Available data:
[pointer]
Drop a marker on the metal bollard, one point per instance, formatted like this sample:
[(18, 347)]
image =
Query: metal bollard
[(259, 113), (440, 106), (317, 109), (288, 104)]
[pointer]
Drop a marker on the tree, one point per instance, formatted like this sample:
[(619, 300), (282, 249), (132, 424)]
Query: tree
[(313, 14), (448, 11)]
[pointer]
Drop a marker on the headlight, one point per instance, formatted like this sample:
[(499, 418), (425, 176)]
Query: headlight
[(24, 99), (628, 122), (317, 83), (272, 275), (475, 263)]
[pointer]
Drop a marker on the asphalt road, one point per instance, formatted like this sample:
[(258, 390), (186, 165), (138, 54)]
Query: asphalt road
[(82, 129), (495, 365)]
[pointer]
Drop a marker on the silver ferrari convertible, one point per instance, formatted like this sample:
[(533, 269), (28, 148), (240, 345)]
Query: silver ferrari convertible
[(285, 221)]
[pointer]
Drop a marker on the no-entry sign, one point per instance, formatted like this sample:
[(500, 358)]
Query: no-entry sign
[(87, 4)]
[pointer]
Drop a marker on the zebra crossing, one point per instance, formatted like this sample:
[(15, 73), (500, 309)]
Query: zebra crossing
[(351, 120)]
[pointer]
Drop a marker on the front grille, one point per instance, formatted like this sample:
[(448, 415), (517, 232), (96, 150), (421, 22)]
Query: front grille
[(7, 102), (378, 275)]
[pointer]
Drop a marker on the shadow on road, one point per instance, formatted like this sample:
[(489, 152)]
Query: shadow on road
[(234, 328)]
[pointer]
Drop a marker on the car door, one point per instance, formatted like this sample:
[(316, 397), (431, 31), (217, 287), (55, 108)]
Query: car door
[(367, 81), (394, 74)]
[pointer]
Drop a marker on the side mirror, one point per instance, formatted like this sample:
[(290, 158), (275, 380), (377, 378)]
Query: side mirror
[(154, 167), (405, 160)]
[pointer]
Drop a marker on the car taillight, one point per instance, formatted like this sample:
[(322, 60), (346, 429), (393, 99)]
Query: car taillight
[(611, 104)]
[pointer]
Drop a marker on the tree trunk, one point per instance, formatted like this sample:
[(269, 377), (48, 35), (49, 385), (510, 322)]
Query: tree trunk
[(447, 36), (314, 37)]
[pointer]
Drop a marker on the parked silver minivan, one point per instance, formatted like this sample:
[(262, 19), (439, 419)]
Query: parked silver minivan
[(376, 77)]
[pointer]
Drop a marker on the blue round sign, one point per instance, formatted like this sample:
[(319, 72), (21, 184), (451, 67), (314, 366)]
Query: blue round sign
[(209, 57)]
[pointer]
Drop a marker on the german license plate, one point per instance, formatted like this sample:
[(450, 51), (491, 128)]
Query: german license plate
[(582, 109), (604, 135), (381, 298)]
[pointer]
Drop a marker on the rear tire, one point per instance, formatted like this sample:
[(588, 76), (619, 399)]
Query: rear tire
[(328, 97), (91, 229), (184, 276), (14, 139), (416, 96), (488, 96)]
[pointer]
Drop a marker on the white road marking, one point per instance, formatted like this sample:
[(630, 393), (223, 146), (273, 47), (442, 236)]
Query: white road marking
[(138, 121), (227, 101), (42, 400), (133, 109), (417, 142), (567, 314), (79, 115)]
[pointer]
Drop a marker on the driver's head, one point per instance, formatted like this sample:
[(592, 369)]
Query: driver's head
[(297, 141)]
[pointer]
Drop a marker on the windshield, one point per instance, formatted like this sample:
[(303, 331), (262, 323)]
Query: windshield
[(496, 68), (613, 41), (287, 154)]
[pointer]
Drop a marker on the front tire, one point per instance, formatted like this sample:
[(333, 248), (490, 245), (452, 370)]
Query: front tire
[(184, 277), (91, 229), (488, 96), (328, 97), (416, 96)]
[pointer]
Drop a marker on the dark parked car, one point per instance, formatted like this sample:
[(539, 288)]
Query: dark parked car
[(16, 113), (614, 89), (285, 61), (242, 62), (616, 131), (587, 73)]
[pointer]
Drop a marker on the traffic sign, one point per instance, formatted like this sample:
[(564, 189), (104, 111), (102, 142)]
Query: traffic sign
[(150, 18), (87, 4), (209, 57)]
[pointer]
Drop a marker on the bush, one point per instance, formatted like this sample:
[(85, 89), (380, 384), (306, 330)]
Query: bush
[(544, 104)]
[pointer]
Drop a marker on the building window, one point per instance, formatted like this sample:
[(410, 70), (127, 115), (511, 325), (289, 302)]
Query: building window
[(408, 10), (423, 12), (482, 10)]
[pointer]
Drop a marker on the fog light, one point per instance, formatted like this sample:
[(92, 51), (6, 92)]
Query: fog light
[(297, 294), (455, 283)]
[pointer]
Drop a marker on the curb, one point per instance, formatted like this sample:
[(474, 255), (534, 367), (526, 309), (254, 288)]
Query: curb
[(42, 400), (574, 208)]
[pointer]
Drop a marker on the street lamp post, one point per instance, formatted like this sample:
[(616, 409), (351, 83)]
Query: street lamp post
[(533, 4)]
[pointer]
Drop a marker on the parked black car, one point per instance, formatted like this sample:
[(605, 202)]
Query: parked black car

Exercise description: Quote the data in full, keeping each word unchanged.

Result of this exercise:
[pointer]
Drop a marker on the metal bollard, one point per instance, formatted like this sample:
[(18, 347)]
image =
Query: metal bollard
[(259, 113), (440, 106), (317, 109), (288, 104)]
[pointer]
Drop a marker on the tree, one point per instance, formatted like this sample:
[(619, 300), (282, 249), (132, 424)]
Query: tree
[(313, 14), (448, 11)]
[pointer]
Drop a marker on the headlight, one point per instance, formatted like this sample:
[(499, 418), (425, 176)]
Query: headlight
[(24, 99), (628, 122), (317, 83), (272, 275), (475, 263)]
[pointer]
Drop a marker on the asphalt road, one point per instance, formatted like this sample:
[(258, 390), (186, 165), (138, 54)]
Query: asphalt road
[(82, 129), (495, 365)]
[pointer]
Drop a marker on the silver ferrari convertible, one point per instance, formatted like this sample:
[(533, 269), (28, 148), (240, 345)]
Query: silver ferrari convertible
[(285, 221)]
[pointer]
Drop a marker on the no-entry sign, one point per instance, formatted like this sample:
[(500, 358)]
Query: no-entry sign
[(87, 4)]
[pointer]
Drop a marker on the zebra crossing, one point per instance, formatted like this sample:
[(15, 73), (500, 309)]
Query: zebra crossing
[(351, 120)]
[pointer]
Drop a marker on the front grille, one point per instance, formatted like this sample:
[(448, 415), (517, 232), (96, 150), (421, 22)]
Query: front grille
[(7, 102), (378, 275)]
[pointer]
Drop a marker on the shadow on road, one point per instance, formatted like this sample:
[(489, 152)]
Query: shadow on road
[(234, 328)]
[pointer]
Drop a marker on the car door, one point per instance, formatted like this sample:
[(316, 397), (431, 31), (217, 287), (55, 108)]
Query: car door
[(367, 81), (394, 74)]
[pointer]
Drop a marker on the side mirror, one point per instance, formatted like this sample:
[(290, 158), (275, 380), (377, 378)]
Query: side mirror
[(154, 167), (405, 160)]
[pointer]
Drop a marker on the car taillight, one point per instance, formatted like this sample:
[(322, 60), (346, 429), (393, 99)]
Query: car taillight
[(611, 104)]
[pointer]
Drop a marker on the tree trunk, one point per instance, formatted like this sample:
[(269, 377), (48, 35), (49, 385), (510, 322)]
Query: tree trunk
[(447, 36), (314, 37)]
[pointer]
Drop a marker on the parked silver minivan, one point per instance, formatted like this sample:
[(262, 19), (439, 419)]
Query: parked silver minivan
[(376, 77)]
[pointer]
Drop a marker on the blue round sign, one point per instance, formatted like this sample:
[(319, 72), (21, 184), (451, 67), (314, 366)]
Query: blue round sign
[(209, 57)]
[pointer]
Drop a marker on the german license plate, one point per instance, formatted like this sample:
[(450, 51), (491, 128)]
Query: german license plate
[(582, 109), (604, 135), (381, 298)]
[pointer]
Drop a marker on the rear tire, one point per instance, formatted like this sample:
[(588, 76), (619, 399)]
Query: rear tire
[(328, 97), (91, 229), (184, 276), (14, 139), (416, 96), (488, 96)]
[pointer]
Drop a marker on the white road marking, one point per instance, formatted like this sample:
[(630, 393), (223, 146), (273, 47), (442, 236)]
Query: white road marking
[(138, 121), (227, 101), (42, 400), (133, 109), (417, 142), (567, 314), (79, 115)]
[pointer]
Drop a marker on the driver's head, one point per instance, formatted like this sample:
[(592, 369)]
Query: driver's head
[(297, 141)]
[pointer]
Drop a marker on the windshield, one point per instance, formatted like this sample:
[(303, 331), (262, 323)]
Query: windshield
[(496, 68), (613, 41), (287, 154)]
[pointer]
Drop a marker on the front tire, one point per instance, formatted like this sample:
[(333, 248), (490, 245), (452, 370)]
Query: front tire
[(184, 277), (91, 229), (488, 96), (328, 97), (416, 96)]
[pointer]
Drop a marker on the dark parked car, one point per instance, formatted like this sample:
[(539, 288)]
Query: dark parked car
[(16, 113), (614, 89), (285, 61), (242, 62), (616, 131), (587, 73)]
[pointer]
Drop a marker on the traffic sign, one point per instance, formatted like this sample:
[(564, 189), (104, 111), (102, 142)]
Query: traffic sign
[(150, 18), (87, 4), (209, 57)]
[pointer]
Drop a marker on the bush, one point per instance, formatted like this sample:
[(85, 89), (380, 384), (306, 330)]
Query: bush
[(544, 104)]
[pointer]
Drop a marker on the building window, one point per instance, formatted like this sample:
[(410, 70), (127, 115), (511, 325), (289, 302)]
Query: building window
[(408, 10), (423, 12), (482, 10)]
[pointer]
Drop a marker on the fog light, one point per instance, formatted like this sample:
[(92, 51), (6, 92)]
Query: fog light
[(297, 294), (455, 283)]
[pointer]
Drop a marker on the curb, one point per instance, formatted like this sample:
[(474, 255), (534, 367), (526, 309), (254, 288)]
Query: curb
[(42, 400), (574, 208)]
[pointer]
Drop a marker on the street lamp post, one point per instance, formatted like this sample:
[(616, 409), (351, 83)]
Query: street lamp post
[(533, 4)]
[pointer]
Drop a marker on the parked black car, one point per instance, formatted like this sample:
[(605, 202)]
Query: parked black car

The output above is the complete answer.